# WHAT IS EXPECTED
Search the entries below for "segment". Report each line where it occurs.

Collected data entries:
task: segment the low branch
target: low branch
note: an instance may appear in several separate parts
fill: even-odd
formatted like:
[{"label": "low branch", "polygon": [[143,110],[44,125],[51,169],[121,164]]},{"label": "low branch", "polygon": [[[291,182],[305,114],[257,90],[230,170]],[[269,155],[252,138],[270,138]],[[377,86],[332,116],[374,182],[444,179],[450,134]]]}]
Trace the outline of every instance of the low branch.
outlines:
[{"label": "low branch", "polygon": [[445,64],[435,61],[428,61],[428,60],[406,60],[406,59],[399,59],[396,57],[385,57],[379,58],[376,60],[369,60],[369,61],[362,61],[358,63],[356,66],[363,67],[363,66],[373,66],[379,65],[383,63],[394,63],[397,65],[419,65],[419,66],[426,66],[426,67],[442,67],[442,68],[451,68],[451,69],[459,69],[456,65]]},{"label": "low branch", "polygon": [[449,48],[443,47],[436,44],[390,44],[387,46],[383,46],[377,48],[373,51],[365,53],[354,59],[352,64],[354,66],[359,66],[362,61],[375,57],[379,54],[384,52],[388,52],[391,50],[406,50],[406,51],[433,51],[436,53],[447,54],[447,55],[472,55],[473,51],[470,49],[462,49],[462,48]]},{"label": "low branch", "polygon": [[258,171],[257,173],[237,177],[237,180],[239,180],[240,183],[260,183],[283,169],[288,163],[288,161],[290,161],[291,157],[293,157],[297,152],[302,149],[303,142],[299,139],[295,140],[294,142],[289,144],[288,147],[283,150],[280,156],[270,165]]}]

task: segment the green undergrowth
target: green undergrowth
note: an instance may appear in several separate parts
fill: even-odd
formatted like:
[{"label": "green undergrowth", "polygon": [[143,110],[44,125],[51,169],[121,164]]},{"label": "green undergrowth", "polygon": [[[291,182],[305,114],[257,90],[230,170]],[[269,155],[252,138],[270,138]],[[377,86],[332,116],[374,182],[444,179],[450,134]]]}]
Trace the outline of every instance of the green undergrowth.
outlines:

# SOLUTION
task: segment the low branch
task: segment the green undergrowth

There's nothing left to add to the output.